Ein Zeuge schreibt die erste Aggression dem Opfer zu, die Angeklagten seien vor dem Schlag „nur dagestanden“. Ein weiterer Zeuge widerspricht.

München. Die Aussagen von zwei der wichtigsten Zeugen im Mordprozess Dominik Brunner widersprechen sich in der zentralen Frage nach den Umständen des ersten Schlages. Marcel L., eines der von dem 50-Jährigen beschützten Kinder, sagte am Donnerstag vor dem Landgericht München, Brunner sei am S-Bahnhof Solln den Angeklagten entgegengegangen, habe etwas wie „Ihr wollt's ja nicht anders“ gesagt und dann sofort einen der beiden ins Gesicht geschlagen. Davor seien die beiden „nur so dagestanden“ und hätten keine aggressive Kampfhaltung eingenommen, sagte der heute 16-Jährige. Richard M., ein anderer der Schüler, hatte am Mittwoch dagegen ausgesagt, Brunner habe seiner Auffassung nach zugeschlagen, um sich zu wehren. Die Angeklagten hätten Schläge angekündigt und seien auf den 50-Jährigen zugegangen, während dieser gestanden habe. Es sei klar gewesen, dass gleich etwas passieren werde. Die von Richard M. erzählte Version , dass Brunner zugeschlagen habe, um einen Angriff abzuwehren, entspricht der Auffassung der Staatsanwaltschaft. Die Angeklagten schoben den Ausgang des Kampfes am ersten Prozesstag dagegen Brunner zu und beteuerten, sie hätten ihn eigentlich ursprünglich nicht angreifen wollen, die Situation sei dann erst nach dem ersten Schlag eskaliert. Marcel L. sagte am Donnerstag, man habe schon beim ersten Schlag Brunners gemerkt, dass dieser Kampfsporterfahrung habe. Laut Polizei soll der 50-Jährige in den 90er Jahren für rund eineinhalb Jahre geboxt und bereits Selbstverteidigungskurse absolviert haben.

_ _ _ _ _ _ _

## Aufgabenstellung:
Wessen Auffassung entspricht laut dem Textauszug die Version, die Richard M. erzählt hat? Die Zeilen haben mit dem Textauszug nichts zu tun.

## Zeilenauszüge:
_ _ _ _ _ _ _

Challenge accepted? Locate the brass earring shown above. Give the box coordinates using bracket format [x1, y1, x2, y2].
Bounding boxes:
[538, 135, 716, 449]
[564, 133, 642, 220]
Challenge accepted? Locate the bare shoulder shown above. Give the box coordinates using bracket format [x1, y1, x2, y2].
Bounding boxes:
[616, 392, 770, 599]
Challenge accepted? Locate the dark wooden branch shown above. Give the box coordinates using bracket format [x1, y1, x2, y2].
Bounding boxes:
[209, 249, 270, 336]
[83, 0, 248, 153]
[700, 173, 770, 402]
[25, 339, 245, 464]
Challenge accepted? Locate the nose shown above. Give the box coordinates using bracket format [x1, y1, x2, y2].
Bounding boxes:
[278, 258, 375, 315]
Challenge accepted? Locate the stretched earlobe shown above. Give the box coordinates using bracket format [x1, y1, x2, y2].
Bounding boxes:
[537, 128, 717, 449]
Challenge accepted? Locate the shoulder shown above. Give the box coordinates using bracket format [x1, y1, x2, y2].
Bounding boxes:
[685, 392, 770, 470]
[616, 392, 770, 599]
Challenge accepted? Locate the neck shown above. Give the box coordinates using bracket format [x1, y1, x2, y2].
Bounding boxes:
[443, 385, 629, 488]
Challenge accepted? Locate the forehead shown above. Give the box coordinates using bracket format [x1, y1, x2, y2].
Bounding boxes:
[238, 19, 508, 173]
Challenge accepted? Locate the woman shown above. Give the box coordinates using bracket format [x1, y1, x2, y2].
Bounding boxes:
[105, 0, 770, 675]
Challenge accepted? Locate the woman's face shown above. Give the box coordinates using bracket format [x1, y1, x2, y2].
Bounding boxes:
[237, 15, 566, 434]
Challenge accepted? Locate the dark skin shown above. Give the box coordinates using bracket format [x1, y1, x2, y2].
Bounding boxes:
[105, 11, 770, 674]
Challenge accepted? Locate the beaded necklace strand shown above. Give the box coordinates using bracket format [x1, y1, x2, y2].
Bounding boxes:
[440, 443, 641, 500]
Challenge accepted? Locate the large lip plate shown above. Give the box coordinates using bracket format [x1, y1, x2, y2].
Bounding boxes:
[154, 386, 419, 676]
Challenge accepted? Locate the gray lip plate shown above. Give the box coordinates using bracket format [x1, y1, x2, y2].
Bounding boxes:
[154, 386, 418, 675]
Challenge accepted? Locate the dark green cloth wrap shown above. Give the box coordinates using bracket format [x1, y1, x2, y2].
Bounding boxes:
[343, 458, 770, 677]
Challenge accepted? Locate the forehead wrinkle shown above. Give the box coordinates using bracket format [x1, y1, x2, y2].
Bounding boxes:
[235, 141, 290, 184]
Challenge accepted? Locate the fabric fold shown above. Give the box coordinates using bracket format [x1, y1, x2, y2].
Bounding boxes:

_ _ _ _ _ _ _

## Lösung:
Sie entspricht der Auffassung der Staatsanwaltschaft.